Document excerpt →
You haven't lived until you've been puked on by a Volunteer.
The Flash knew the weekend would be an eventful one when, while picking up a visitor at Sky Harbor Airport on Friday, two large contingents from Florida and Tennessee arrived on charter flights. At the baggage area, the two groups heckled each other, and the sky caps--no doubt hoping for tips--led the Seminole backers in their familiar, and obnoxious, tomahawk chop.
Over the loudspeaker came the announcement that the group from Florida could retrieve its baggage at carousel No. 1.
"Did you hear that?" a man bedecked in maroon shouted in the direction of the visitors from Tennessee. "Florida State baggage can be picked up at carousel NUMBER ONE. Tennessee baggage can be picked up at carousel NUMBER TWO."
Ah, the hilarity. By Saturday, the Valley was filled with more Southerners than a demolition derby.
The Flash hiked to the upper levels of Sun Devil Stadium Monday night to sit through the four-hour television commercial, interrupted by a few minutes of sloppy football action, known as the Fiesta Bowl.
Sitting amid a sea of orange-clad, sweet-natured people who punctuated their backwoods twang with frequent bursts of inanity, the Flash settled in for a great game between college football powerhouses.
But that wasn't what happened. Instead, after being reminded about 400 times that this was--all together now--the First True National College Football Championship, a mediocre contest between seemingly confused footballers lurched along in short bursts between endless interruptions to a 23-16 finish in favor of the Tennessee Volunteers.
The Vols were hailed as national champions even before the final gun, as Mesa Tribune workers outside the stadium hurriedly delivered special editions of the outcome while the fourth quarter wasn't half over. (The Flash suggests the Trib's new motto should be: "We Print Real Fast--And It Might Even Be Right!")
Despite the hype, most folks seemed to realize that the vaunted Bowl Championship Series is only slightly less artificial than the completely unsatisfying old way of selecting a national champion--by voting. Since football is a sports contest, and not a political race, fans had grown weary of the system. But with bowl games protecting their multimillion-dollar interests, the BCS is supposed to satisfy the obvious need for a playoff tournament. Don't believe it. The Ohio State Buckeyes or the Arizona Wildcats--both of whom played one bad quarter all season--could have whipped either of the teams that limped onto the field Monday night.

Request 1 →
Using the Fiesta Bowl column, answer these:
(a) At which airport was the Flash picking up a visitor on Friday?
(b) What was the final score, and which team won?
(c) Where in Sun Devil Stadium did the Flash sit on Monday night?
Request 2 → Pick up the Fiesta Bowl column after its final sentence and keep writing in the same voice.
The stored entries aren't needed for anything here.

(Stored entries)

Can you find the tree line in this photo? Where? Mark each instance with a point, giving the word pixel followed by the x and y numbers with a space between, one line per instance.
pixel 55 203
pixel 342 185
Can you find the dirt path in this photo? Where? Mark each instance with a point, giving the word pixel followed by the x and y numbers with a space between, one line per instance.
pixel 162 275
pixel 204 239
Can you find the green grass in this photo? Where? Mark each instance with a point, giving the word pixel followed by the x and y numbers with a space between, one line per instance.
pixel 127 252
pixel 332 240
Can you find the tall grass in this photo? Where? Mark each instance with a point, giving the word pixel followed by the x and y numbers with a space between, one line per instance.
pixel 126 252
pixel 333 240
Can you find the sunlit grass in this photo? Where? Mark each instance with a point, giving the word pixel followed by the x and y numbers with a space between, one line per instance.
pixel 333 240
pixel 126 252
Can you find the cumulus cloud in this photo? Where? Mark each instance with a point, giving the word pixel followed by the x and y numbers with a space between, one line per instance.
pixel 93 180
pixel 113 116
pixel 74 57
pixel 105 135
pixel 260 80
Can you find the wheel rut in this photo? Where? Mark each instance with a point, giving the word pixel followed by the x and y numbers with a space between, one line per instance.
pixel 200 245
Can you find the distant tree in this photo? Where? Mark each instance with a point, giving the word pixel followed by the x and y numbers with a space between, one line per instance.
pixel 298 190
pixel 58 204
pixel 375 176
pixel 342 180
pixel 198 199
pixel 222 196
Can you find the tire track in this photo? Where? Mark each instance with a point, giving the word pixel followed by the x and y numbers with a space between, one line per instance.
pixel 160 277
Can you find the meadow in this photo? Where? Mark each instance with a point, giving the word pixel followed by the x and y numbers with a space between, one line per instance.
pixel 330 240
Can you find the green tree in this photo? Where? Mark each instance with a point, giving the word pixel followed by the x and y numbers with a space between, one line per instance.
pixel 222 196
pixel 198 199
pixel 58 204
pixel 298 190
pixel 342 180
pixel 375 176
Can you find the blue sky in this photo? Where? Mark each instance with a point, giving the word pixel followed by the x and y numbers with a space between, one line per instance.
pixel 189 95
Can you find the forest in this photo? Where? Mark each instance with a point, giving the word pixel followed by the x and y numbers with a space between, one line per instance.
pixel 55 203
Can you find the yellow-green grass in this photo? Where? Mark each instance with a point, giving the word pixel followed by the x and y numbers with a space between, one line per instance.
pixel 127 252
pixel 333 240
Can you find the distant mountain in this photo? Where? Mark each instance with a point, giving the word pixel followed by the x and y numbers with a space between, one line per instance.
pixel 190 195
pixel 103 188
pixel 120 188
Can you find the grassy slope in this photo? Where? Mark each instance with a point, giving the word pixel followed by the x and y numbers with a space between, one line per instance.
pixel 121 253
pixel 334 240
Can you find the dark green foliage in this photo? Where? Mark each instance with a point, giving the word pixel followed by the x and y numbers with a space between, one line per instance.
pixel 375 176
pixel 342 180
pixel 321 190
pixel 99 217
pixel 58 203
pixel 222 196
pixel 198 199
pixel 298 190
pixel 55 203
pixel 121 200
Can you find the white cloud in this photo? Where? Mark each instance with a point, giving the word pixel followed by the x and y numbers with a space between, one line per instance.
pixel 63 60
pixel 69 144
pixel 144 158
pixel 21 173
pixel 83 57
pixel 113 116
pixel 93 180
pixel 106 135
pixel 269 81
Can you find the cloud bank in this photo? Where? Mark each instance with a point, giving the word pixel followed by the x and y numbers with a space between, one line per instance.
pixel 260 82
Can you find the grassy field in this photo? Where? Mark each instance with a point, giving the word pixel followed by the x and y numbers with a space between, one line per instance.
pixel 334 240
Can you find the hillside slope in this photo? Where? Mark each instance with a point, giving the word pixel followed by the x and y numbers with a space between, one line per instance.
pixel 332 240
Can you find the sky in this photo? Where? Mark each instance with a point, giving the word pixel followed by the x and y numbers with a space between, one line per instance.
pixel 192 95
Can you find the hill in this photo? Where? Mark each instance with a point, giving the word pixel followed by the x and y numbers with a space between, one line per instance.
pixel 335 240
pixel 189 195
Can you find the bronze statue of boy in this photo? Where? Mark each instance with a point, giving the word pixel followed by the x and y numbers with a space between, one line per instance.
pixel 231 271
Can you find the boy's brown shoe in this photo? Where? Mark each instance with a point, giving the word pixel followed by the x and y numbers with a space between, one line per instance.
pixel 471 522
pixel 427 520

Expected answer 1 →
(a) Sky Harbor Airport.
(b) 23-16, in favor of the Tennessee Volunteers.
(c) In the upper levels.

Expected answer 2 →
Perhaps the players were feeling the effects of having spent more than a month enduring the hype of a capitalist orgy.
Monday night, both players and fans endured the excesses of corporate greed in what should have been a spectacle dedicated to sport, not profits.
But after every offensive drive, no matter how short, an ABC Television rep took his position on the field and kept referees from continuing the game as at least a dozen advertisements (it seemed) ran for the benefit of home viewers. Meanwhile, whatever momentum either team or its fans had been able to generate dissipated into the cool wind that chilled the stadium.
Unable to generate any kind of rhythm, both Seminoles and Vols never got into sync. False starts, blown plays and sloppy tackling produced a disappointing game that was punctuated by occasional flashes of brilliance.
The game did threaten to become interesting early in the fourth quarter, but just at that moment the Tennessee fan sitting behind the Flash decided to upchuck what he'd been eating and drinking since about noon. (Lunch at Hooter's, eight Miller Genuine Drafts, red vines, two bags of Tostitos, a mess of pork rinds, grits, guacamole, dinner at Hooter's, and a few slugs of moonshine, judging from what was left on the Flash's sweater.)
Tennessee fans, being the agreeable people that they are, offered the Flash another, vomit-free seat, but the Flash had seen enough.
The Bar Bowl
Something weird was happening in the smoky innards of Dan Ryan's Sports Bar on Saturday--people were actually rooting for the Arizona Cardinals.
The telecast of the Cards' first playoff game since Dick Clark started shaving had fair-weather Phoenicians going absolutely mild, huzzahing the good plays and groaning collectively the near misses.
The Flash must give credit where credit is due. The Cardinals impersonated a well-coached team on Saturday. The defense, in particular, seemed prescient--blurs of red converging wherever Troy Aikman threw.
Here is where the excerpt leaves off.